**Problem to work on:** There is a line below that contains "Could you point out the pepper". Please reproduce it and all following lines exactly, through the final one.

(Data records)
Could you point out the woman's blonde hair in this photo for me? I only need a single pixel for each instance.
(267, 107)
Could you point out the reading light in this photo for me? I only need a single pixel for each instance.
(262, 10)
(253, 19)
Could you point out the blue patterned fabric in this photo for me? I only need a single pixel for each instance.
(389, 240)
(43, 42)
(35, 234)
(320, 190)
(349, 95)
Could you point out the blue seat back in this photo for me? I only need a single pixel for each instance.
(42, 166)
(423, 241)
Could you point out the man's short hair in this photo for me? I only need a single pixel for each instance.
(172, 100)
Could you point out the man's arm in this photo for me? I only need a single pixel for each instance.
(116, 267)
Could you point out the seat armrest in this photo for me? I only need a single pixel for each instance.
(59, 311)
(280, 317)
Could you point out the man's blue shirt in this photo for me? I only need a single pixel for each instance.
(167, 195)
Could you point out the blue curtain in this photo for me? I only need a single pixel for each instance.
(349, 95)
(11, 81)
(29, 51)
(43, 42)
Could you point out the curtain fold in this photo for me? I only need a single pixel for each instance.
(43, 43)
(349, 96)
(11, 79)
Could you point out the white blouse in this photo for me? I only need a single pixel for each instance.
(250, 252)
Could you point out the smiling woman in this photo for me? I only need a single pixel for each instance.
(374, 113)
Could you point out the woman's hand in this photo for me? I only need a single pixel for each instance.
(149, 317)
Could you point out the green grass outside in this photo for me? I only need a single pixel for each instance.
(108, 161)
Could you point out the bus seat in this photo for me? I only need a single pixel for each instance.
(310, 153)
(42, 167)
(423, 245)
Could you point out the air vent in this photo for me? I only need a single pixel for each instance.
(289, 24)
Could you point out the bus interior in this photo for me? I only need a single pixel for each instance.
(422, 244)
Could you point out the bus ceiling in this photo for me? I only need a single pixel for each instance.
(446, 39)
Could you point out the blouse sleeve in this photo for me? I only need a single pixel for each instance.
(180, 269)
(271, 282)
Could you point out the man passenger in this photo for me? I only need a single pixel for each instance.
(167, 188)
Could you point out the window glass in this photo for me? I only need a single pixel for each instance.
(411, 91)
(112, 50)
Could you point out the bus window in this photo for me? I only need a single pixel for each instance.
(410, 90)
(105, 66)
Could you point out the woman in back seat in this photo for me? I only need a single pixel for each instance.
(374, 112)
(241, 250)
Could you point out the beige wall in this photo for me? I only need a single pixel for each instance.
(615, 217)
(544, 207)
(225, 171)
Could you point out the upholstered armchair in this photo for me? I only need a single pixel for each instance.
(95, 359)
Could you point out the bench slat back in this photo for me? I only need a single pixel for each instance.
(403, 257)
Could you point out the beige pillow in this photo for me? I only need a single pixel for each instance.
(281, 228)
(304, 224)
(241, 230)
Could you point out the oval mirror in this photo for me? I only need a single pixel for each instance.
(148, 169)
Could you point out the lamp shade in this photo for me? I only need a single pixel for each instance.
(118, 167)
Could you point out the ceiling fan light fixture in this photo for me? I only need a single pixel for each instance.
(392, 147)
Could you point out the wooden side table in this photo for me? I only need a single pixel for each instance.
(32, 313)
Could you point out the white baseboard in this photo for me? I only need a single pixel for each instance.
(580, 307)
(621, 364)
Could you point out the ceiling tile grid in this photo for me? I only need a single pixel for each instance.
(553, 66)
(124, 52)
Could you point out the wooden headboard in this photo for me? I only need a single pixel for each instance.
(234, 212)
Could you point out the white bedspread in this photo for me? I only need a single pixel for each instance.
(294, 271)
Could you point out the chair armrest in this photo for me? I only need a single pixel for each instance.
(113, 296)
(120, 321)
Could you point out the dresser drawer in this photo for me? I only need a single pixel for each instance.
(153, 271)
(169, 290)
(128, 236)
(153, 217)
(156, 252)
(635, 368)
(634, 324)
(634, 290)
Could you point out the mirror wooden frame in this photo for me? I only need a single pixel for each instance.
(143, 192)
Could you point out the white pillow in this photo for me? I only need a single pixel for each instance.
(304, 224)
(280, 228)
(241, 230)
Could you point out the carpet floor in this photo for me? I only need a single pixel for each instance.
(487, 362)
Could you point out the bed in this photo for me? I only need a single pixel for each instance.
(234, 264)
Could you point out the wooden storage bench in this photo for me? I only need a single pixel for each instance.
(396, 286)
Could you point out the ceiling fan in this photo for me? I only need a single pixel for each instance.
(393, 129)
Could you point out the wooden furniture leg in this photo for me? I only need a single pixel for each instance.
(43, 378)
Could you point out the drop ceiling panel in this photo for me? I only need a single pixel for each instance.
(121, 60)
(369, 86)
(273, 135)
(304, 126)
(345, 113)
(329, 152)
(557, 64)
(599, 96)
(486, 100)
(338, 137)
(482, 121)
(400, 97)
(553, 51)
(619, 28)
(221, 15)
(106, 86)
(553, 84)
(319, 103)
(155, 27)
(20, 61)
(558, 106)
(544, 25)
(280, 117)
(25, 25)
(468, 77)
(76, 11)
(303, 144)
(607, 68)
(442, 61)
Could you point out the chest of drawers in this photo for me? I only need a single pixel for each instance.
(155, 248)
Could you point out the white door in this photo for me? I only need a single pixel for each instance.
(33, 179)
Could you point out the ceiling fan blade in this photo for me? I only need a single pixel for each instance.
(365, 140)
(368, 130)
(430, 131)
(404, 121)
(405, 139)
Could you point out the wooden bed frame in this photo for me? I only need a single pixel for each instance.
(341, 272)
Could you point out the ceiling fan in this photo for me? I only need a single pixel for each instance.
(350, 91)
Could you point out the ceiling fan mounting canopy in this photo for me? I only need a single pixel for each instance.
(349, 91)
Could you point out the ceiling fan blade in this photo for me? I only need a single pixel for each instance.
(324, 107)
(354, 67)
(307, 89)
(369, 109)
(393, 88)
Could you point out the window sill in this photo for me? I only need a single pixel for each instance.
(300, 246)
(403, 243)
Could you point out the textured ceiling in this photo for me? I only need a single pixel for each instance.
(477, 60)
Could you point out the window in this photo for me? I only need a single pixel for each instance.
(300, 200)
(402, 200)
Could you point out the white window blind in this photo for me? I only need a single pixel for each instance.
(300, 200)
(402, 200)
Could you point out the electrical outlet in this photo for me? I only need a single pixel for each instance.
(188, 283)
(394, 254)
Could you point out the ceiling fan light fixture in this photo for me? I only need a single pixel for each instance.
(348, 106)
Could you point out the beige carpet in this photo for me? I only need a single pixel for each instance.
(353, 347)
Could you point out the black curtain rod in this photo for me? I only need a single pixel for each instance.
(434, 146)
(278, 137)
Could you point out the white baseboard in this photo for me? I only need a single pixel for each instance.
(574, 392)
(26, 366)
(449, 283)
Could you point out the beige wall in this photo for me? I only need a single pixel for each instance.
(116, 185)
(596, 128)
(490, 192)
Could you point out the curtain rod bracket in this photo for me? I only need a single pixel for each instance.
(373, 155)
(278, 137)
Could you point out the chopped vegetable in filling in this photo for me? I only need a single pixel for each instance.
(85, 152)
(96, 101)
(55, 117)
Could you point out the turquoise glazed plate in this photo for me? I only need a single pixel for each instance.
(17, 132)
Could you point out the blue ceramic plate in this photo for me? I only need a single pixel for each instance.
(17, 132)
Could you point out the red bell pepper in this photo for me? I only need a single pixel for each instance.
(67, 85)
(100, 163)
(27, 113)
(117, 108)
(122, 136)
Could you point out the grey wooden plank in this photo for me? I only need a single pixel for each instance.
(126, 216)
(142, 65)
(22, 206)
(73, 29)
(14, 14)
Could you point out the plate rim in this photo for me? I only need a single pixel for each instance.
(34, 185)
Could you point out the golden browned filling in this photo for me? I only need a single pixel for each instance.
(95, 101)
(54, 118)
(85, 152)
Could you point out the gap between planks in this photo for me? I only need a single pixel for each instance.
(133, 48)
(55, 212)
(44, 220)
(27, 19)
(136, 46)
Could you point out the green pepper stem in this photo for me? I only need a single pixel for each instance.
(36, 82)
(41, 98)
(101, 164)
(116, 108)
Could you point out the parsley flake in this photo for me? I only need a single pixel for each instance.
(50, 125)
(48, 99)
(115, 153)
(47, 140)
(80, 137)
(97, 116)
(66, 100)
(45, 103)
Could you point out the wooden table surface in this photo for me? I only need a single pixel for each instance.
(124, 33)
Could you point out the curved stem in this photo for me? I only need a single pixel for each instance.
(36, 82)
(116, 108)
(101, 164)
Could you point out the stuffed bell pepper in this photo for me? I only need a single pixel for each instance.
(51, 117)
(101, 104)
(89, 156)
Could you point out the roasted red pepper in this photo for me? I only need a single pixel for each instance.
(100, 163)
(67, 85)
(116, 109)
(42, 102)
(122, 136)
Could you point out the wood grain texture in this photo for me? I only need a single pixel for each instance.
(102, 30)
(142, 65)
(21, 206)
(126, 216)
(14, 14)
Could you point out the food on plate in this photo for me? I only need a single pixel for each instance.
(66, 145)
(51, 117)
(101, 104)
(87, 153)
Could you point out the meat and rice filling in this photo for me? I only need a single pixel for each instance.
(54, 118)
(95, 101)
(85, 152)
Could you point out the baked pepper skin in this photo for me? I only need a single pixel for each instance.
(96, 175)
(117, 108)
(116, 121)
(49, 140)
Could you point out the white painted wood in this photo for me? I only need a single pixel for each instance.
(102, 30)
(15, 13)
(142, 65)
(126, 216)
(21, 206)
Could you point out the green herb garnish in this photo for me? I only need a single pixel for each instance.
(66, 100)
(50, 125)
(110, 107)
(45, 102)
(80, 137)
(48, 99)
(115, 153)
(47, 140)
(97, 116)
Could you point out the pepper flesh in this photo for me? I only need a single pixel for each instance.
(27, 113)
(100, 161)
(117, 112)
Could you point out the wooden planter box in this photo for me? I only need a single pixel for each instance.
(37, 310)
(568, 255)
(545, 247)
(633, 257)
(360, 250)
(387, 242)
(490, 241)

**Output below:**
Could you point out the pepper flesh in this photo for me? I only need a single pixel for each instance.
(27, 113)
(100, 161)
(117, 112)
Could you point out the wooden planter box in this photo for me? I only need a single pixel for each instance.
(37, 310)
(568, 255)
(545, 247)
(633, 257)
(360, 250)
(387, 242)
(490, 241)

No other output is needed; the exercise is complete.